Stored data
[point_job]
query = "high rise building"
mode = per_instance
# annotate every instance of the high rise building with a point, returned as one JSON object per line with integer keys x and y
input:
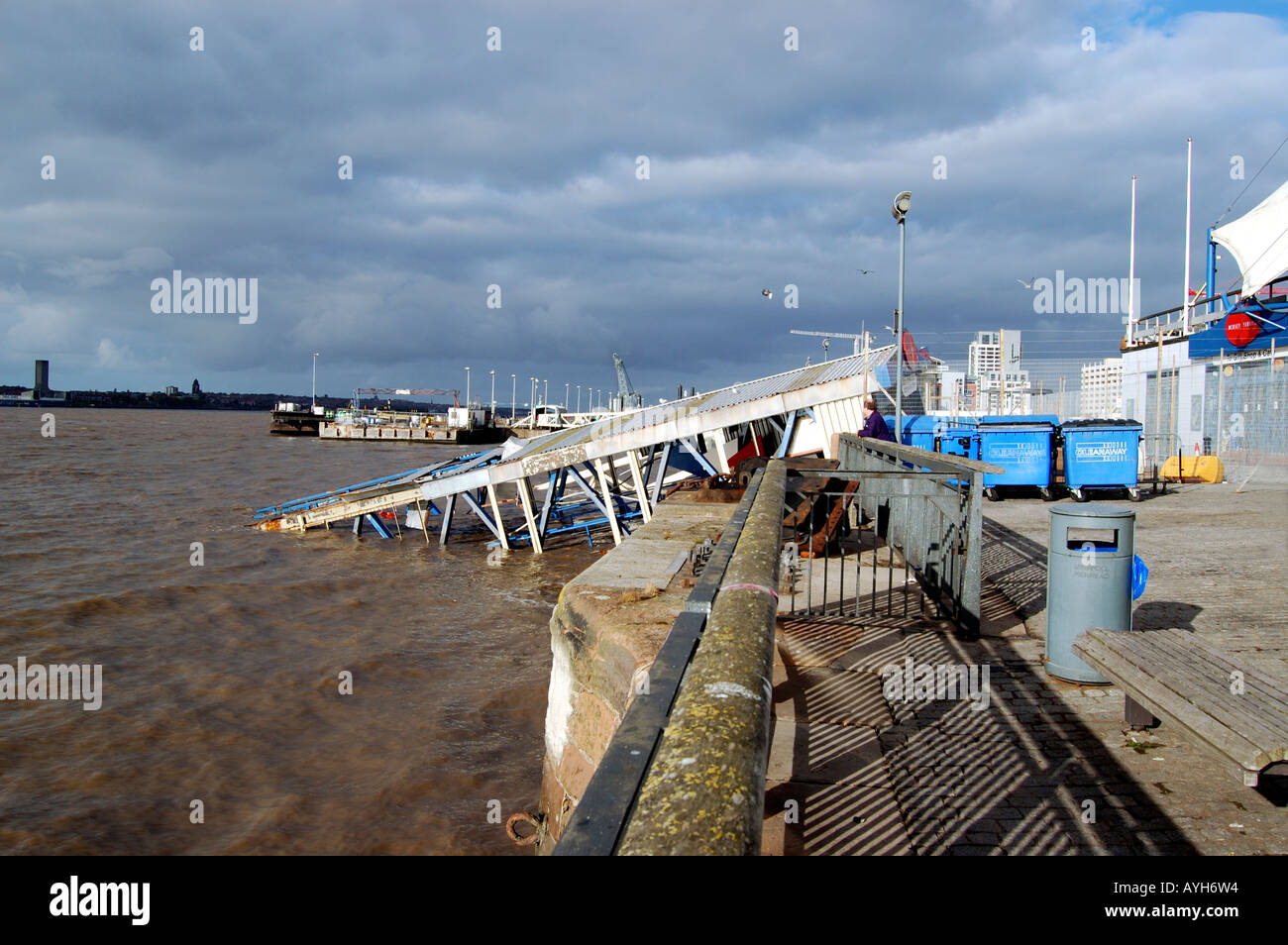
{"x": 1102, "y": 389}
{"x": 993, "y": 368}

§ What is required
Retype every one of the lines above with no changes, and leave the pictures out of your answer.

§ Reply to the exercise
[point_job]
query = "high rise building"
mode = per_instance
# annotate every instance of the high rise building with a point, returned as one JSON object per line with integer keys x and y
input:
{"x": 1102, "y": 389}
{"x": 993, "y": 368}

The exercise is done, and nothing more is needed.